** Что требуется **
Объясните по отрывку о Шукшине, почему важно, что гением его называют именно другие миры. Ответ уложите в одно-два предложения.

Привычка вставать на зорьке — какой склочные деревенщики вечно едят глаза городским соням. Шукшин ни единожды не поддался соблазну: встаем и встаем, кому как удобней. Сам ночи напролет писал да днем отсыпался. Самого город спортил.
Да он и не деревенщик был никакой. Завидущие, на все навек обиженные деревенщики свой мир задраили, огородили и ну оттуда выхваляться: вот мы какие-рассякие духовные.
А он свой распахнул, место на лавке разгреб, чарочку доброму гостю налил, а сор прятать душа не позволила. Но и себе пропуск в другие миры затребовал: страшно, а хочется.
Вот теперь другие миры и говорят о нем: гений.
А без их печати справка недействительна: местных гениев в любом из миров хоть косой коси.

** Строки данных **
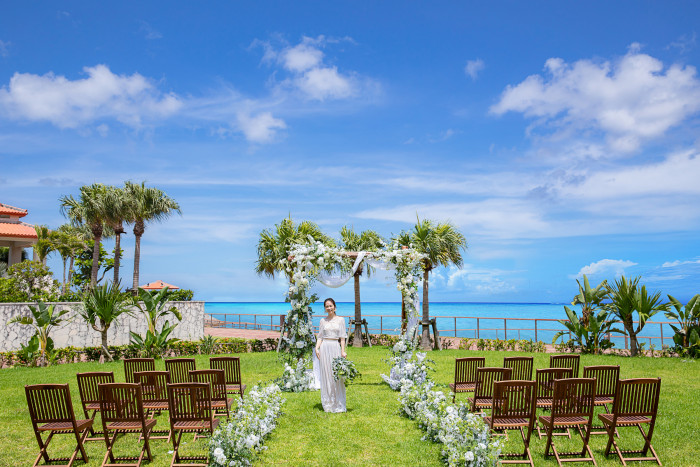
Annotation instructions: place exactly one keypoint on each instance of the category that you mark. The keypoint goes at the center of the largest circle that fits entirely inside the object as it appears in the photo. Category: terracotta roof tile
(20, 230)
(11, 210)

** Полный ответ **
Без печати других миров «справка недействительна»: местных гениев в любом из миров «хоть косой коси», поэтому признание только своими ничего не подтверждает.